▸ SOURCE PASSAGE:

Don't tell me, I'm wrong. You're clearly wrong, and you're scary, and
You're not the boss of me now.
When paranoia rules in an otherwise normal personality, as in Paranoid Personality Disorder, there's no yielding the point, no being wrong about people and their intentions. The person suffering from paranoia is sure, 100% sure that. . .
He stole that money!
She cheated me out of the property!
She has my ring and won't give it back.
He thinks I'm stupid. I'll show him!
Very difficult to convince people like this that they are wrong about this, no matter how much cajoling, flattering, affirming, validating, you do.
Okay. Maybe with a lot of sex. But even with physical affection, I don't know, the odds are that the paranoia will come back again under stressful conditions.
This is why, by the way, medications are helpful, they help people buffer stress. It is also why some people don't want to take them. They don't want to be left vulnerable to exploitation and harm, psychologically "buffered" from the pain.
Here are the features of this intractable disorder.
301.0 Paranoid Personality Disorder:
A. A pervasive distrust and suspicion of others such that their motives are interpreted as malevolent, beginning by early adulthood and present in a variety of contexts, as indicated by 4 or more of the following:
(1) suspects, without sufficient basis, that others are exploiting, harming, or deceiving him or herB. Does not occur exclusively during the course of Schizophrenia, a Mood Disorder With Psychotic Features, or another Psychotic Disorder and is not due to the direct physiological effects of a general medical condition.
(2) is preoccupied with unjustified doubts about the loyalty or trust-worthiness of friends or associates
(3) is reluctant to confide in others because of unwarranted fear that the information will be used maliciously against him or her
(4) reads hidden demeaning or threatening meanins into benign remarks or events
(5) persistently bears grudges, is unforgiving of insults, injuries, or slights
(6) perceives attacks on his or her character or reputation that are not apparent to others and is quick to react angrily or to counterattack
(7) has recurrent suspicions, without justification, regarding fidelity of spouse or sexual partner.
No fun. Partners, spouses and children are often accused of cheating, lying, having affairs, manipulation. Friends and children of friends, housekeepers, baby sitters, business associates, deliberately plotting behind their backs. People look at them the wrong way, people wrong them, think they're oblivious, stupid.
These are angry people. Suspicious. Not obviously, sometimes, they won't always tell you their suspicious, but surely. Telling you might give you an edge.
There is a strong association with child abuse, and you can see why. If you can't trust your own parents to take care of you and protect you, to show you that they love you, that they believe in you, who can you trust? Or if you lived in a concentration camp, and every authority was a killing authority, every uniform or bunk mate a possible snitch, you learn to read aggression in people, even when there isn't any. You misinterpret facial signals, body language, tone of voice.
You learn to trust only yourself. You become impenetrable, are perceived by others as tough. Deep down you want others to adore you, to tell you that you're wonderful, and you may behave as if you believe you really are, but you're really not sure. This thread of insecurity runs through most personality disorders, you know.
People who suffer from Paranoid Personality Disorder are often afraid to put themselves in situations that are intimate, it makes them feel vulnerable, weak. They won't initiate an intimate conversation, and have buried their issues deeply, don't participate, necessarily, or appear disconnected, laugh when they shouldn't. Makes sense, right? How can you let a potential enemy get close? That's just plain dumb.
You don't make yourself vulnerable, tell people your true feelings, your fears, your sadness, if there's a chance of being punished.
That's another reason you have to be right, too. So you don't get punished.

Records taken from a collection
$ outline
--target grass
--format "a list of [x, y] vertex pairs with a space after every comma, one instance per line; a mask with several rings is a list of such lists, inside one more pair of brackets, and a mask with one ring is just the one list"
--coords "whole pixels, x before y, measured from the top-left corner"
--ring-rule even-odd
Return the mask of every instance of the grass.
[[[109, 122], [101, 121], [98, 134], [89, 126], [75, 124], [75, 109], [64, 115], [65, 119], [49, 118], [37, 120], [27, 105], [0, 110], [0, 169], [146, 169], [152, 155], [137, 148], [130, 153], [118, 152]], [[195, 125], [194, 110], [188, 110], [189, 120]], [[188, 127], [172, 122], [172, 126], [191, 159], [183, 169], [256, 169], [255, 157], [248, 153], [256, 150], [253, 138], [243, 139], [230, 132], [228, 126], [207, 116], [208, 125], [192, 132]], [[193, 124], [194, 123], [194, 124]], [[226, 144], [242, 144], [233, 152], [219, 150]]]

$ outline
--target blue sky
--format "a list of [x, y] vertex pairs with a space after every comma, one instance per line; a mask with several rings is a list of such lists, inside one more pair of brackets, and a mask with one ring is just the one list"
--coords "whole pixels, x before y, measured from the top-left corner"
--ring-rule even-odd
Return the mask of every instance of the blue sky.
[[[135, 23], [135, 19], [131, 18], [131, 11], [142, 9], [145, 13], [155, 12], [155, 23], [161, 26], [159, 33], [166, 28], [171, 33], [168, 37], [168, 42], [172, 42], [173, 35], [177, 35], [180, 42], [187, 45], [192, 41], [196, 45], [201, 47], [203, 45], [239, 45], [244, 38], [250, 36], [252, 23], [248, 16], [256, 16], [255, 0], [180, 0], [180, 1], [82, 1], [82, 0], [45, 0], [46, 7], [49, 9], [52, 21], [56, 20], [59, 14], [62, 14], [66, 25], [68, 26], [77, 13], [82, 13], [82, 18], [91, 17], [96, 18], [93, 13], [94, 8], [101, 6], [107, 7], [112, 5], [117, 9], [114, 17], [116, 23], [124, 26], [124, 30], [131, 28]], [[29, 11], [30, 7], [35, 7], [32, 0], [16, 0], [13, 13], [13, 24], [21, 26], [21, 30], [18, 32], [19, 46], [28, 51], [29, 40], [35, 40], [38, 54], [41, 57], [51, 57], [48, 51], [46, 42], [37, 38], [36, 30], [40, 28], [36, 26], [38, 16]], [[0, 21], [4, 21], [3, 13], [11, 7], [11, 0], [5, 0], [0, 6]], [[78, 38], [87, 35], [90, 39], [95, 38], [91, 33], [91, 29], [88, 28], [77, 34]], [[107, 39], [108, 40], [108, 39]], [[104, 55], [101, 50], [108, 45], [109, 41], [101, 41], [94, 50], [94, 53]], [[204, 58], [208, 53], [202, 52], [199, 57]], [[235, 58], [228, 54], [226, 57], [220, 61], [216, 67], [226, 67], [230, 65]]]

▸ EXERCISE AIM:
Can you update the passage on Paranoid Personality Disorder, starting with "When paranoia rules" and going on through "of the property!", so that "suspicion" stands in place of "paranoia"? This listing comes from a different source than the passage on Paranoid Personality Disorder.

▸ OUTPUT:
When suspicion rules in an otherwise normal personality, as in Paranoid Personality Disorder, there's no yielding the point, no being wrong about people and their intentions. The person suffering from suspicion is sure, 100% sure that. . .
He stole that money!
She cheated me out of the property!